Furthermore, the Department agrees to consider the surplus benefit derived
from any permitted accounting practice and future contributions set forth
in Paragraphs 8 and 20, respectively, prior to taking any action to place
Fremont in conservatorship, liquidation or receivership.
19. In consideration of FGC agreeing to make the contributions to FIC described
in Paragraph 20 hereof, FIC hereby transfers to FGC, with the Department's
express consent, any and all right, title and interest in and to the right
to benefit from the net operating loss of or attributable to FIC (the
"NOL"). The Department acknowledges that the NOL is critical to and the
property of FGC and maintenance of such asset is dependent on the continued
consolidation of FIC with FGC for federal income tax purposes. The
Department shall cooperate with FGC in the preparation of consolidated
income tax returns and shall not request from the Internal Revenue Service
termination of status of FIC as a member of the FGC consolidated group. If
FIC is placed into conservatorship or receivership, neither the Department
nor any of its agents or representatives shall sell any or all of FIC
stock, issue FIC stock, claim tax exempt or nonprofit status for FIC or
transfer substantially all of the assets of FIC to another corporation. If
FIC is placed in liquidation, the Department shall consult with FGC and its
advisors and shall take such reasonable actions as requested by FGC
necessary to preserve the benefit of the NOL for FGC, consistent with the
Department's obligations to FIC's policyholders and creditors.

### Information provided
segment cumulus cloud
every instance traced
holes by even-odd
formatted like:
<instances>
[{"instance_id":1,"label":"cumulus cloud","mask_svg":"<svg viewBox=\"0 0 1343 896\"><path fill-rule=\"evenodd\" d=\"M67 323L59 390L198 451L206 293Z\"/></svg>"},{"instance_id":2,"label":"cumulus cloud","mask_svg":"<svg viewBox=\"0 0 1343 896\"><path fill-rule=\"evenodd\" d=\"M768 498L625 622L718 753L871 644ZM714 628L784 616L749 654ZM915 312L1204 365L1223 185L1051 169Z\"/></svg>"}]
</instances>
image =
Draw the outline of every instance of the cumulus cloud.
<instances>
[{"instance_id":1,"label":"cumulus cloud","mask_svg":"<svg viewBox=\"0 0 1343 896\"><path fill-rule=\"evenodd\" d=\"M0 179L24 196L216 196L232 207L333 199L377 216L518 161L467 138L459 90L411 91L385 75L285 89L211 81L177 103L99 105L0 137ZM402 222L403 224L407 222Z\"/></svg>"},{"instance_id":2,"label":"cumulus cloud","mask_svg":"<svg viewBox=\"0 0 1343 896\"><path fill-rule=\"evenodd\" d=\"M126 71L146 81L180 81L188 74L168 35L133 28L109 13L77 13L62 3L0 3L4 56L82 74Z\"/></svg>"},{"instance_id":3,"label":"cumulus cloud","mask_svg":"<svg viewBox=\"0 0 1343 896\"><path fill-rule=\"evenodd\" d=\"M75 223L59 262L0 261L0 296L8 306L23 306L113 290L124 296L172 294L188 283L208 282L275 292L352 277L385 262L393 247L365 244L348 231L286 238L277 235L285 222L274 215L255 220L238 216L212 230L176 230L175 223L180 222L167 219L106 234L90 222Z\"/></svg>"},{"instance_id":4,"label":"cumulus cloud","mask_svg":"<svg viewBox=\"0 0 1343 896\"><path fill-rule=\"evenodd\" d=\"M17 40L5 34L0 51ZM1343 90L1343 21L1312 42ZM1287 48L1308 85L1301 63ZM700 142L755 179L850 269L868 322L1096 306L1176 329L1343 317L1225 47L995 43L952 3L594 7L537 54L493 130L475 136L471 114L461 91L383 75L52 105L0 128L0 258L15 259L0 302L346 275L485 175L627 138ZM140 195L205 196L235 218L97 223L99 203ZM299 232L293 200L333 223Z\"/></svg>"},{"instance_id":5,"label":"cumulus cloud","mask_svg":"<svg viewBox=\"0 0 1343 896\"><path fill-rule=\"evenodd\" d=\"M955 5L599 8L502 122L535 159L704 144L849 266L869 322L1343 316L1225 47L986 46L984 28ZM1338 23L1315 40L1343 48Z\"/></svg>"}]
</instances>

### Goals
[1] Transcribe the agreement excerpt word for word, starting at "Furthermore, the Department" and ending at "liquidation or receivership.".
[2] According to the agreement excerpt, what actions may neither the Department nor its agents or representatives take if FIC is placed into conservatorship or receivership? List every one.

### Task results
[1]
Furthermore, the Department agrees to consider the surplus benefit derived
from any permitted accounting practice and future contributions set forth
in Paragraphs 8 and 20, respectively, prior to taking any action to place
Fremont in conservatorship, liquidation or receivership.

[2]
- Sell any or all of FIC stock
- Issue FIC stock
- Claim tax exempt or nonprofit status for FIC
- Transfer substantially all of the assets of FIC to another corporation